Recorded data>
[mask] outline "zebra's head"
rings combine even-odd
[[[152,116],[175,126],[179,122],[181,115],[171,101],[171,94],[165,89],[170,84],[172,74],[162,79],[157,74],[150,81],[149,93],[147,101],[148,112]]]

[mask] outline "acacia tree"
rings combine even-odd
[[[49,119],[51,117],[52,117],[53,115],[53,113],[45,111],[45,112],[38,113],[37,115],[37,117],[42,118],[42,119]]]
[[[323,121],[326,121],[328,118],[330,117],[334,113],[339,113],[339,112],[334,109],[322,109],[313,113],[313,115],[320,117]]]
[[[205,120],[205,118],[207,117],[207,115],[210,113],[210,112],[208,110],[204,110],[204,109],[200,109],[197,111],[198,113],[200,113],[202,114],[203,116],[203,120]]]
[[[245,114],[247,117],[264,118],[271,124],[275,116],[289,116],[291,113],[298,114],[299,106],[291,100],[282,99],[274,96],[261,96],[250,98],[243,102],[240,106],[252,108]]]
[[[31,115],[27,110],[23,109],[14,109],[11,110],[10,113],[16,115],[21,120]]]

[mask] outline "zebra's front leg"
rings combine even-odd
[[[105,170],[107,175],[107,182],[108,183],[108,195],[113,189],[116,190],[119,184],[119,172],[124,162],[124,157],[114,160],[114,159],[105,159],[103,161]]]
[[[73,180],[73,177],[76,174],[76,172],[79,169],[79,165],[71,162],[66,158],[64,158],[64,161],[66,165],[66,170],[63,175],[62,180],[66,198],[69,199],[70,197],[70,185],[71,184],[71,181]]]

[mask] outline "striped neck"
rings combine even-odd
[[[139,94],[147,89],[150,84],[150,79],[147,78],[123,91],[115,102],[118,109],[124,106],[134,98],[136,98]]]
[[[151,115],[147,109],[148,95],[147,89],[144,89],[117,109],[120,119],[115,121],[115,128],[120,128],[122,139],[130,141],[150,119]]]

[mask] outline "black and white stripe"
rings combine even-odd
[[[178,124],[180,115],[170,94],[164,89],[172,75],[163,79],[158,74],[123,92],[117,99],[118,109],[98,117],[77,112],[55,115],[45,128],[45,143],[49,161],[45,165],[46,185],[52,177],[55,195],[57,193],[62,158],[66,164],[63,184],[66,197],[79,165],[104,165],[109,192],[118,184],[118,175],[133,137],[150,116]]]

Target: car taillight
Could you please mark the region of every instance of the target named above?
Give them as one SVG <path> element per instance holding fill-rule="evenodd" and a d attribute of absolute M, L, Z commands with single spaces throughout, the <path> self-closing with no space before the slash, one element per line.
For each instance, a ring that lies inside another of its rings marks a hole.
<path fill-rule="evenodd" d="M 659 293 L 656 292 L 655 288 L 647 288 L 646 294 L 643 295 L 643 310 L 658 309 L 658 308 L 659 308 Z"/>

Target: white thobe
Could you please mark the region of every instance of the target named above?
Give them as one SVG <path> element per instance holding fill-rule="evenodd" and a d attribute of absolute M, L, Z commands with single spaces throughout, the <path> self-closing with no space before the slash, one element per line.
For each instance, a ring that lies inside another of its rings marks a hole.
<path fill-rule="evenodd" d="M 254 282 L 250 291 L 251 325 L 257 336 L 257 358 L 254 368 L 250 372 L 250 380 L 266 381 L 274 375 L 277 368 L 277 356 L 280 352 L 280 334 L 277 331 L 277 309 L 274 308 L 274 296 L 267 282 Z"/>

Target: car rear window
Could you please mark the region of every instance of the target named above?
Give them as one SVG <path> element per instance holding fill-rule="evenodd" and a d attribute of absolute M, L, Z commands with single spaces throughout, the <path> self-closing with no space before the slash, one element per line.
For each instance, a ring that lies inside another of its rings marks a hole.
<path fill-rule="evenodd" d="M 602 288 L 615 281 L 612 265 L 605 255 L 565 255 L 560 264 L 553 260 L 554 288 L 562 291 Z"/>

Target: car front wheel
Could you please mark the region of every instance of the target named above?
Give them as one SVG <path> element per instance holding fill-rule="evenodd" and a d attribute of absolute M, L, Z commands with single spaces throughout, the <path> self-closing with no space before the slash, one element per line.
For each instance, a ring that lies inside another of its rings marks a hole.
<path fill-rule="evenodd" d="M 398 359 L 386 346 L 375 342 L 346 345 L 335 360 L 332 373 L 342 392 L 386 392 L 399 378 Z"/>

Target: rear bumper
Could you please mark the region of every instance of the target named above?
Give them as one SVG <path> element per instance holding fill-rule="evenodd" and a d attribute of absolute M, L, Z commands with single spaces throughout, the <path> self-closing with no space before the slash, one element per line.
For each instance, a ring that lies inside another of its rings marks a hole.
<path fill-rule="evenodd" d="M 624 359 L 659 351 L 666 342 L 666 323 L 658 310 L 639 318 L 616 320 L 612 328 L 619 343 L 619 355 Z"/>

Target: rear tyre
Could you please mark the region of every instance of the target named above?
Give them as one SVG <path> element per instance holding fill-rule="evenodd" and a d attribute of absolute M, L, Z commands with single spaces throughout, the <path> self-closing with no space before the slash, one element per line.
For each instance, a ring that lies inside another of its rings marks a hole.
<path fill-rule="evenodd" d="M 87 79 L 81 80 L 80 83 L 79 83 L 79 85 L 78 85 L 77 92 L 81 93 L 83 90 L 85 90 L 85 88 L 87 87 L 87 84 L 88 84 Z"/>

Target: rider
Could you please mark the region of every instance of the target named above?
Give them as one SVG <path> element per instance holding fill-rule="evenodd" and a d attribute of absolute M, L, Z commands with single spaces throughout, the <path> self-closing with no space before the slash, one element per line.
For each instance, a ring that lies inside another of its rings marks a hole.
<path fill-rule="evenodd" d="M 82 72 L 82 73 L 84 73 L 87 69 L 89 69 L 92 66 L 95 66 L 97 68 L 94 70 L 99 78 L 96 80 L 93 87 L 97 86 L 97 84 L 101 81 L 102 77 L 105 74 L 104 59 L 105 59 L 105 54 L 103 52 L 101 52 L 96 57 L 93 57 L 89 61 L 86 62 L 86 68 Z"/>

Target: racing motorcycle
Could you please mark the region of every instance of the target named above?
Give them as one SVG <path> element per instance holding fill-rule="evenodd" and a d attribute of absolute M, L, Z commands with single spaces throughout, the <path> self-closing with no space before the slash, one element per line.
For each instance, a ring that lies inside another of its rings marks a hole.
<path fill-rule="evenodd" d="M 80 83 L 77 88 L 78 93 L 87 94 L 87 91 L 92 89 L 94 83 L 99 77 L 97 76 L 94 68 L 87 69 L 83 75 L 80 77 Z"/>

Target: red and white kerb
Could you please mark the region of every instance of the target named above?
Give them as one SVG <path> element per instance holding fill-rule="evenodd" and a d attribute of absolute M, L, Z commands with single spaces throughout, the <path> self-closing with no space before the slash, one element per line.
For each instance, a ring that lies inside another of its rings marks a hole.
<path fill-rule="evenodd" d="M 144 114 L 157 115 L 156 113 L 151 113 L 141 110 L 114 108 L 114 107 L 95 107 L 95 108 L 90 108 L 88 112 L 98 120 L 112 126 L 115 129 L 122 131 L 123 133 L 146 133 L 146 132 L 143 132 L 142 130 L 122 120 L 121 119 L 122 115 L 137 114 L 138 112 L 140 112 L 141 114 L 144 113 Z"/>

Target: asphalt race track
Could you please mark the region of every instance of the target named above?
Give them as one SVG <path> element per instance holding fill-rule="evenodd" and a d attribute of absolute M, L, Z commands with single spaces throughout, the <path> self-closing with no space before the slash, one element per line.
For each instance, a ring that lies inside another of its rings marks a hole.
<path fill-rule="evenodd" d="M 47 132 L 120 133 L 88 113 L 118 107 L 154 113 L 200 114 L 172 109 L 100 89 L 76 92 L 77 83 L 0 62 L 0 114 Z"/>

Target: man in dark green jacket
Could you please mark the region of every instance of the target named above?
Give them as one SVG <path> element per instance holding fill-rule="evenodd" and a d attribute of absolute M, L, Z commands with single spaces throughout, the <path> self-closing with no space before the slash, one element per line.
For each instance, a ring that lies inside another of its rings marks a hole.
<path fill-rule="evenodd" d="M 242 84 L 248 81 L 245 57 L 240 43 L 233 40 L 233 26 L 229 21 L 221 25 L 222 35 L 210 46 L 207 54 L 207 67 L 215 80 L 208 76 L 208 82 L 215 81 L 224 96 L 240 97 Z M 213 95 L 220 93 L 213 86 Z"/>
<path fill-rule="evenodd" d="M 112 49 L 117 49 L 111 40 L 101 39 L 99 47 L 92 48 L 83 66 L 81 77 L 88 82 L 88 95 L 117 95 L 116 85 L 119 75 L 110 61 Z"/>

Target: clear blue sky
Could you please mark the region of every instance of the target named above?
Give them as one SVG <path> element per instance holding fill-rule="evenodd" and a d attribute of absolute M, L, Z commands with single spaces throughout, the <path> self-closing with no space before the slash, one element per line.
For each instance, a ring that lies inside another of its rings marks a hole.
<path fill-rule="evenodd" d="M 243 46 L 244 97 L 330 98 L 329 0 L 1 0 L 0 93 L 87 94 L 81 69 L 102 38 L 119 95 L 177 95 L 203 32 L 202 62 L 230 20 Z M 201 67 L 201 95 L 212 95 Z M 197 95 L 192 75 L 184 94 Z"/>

WRITTEN INSTRUCTION> Rewrite the lines starting with the line containing "Target: white thobe" and going on through the line containing "398 359 L 386", requests included, multiplying every coordinate in the answers by 1.25 and rounding to whole numbers with halves rounded up. Handle only these lines.

WRITTEN RESPONSE>
Target: white thobe
Could you please mark the region of every instance of the target named above?
Give them as one SVG <path> element per instance holding fill-rule="evenodd" and a d attribute of absolute M, L, Z commands with single spaces throughout, the <path> self-closing with no space before the slash, one element per line.
For each instance, a ring that lies inside another of its rings marks a hole.
<path fill-rule="evenodd" d="M 318 353 L 313 364 L 314 406 L 321 420 L 321 448 L 318 460 L 313 465 L 313 475 L 333 476 L 343 469 L 346 460 L 346 445 L 350 440 L 350 418 L 346 414 L 346 386 L 343 385 L 343 370 L 334 353 Z"/>

Target: car rear window
Could you please mark the region of every instance of the target named above?
Give them as one SVG <path> element per instance holding fill-rule="evenodd" and a d attribute of absolute M, L, Z commands with single spaces throughout, the <path> self-closing with no space before the slash, one element per line.
For each instance, a ring that lies inside another of its rings marks a hole.
<path fill-rule="evenodd" d="M 753 360 L 769 351 L 765 331 L 756 319 L 706 319 L 700 330 L 691 325 L 693 360 L 703 364 Z"/>

Target: car front wheel
Could you please mark the region of every instance of the target named above?
Give them as one SVG <path> element per instance holding fill-rule="evenodd" and a d attribute of absolute M, L, Z commands with single spaces throughout, the <path> self-closing with no space before the slash, one element per line.
For each instance, a ring that lies inside another of its rings marks a hole.
<path fill-rule="evenodd" d="M 498 449 L 483 433 L 469 428 L 433 431 L 419 450 L 415 466 L 428 490 L 483 490 L 499 473 Z"/>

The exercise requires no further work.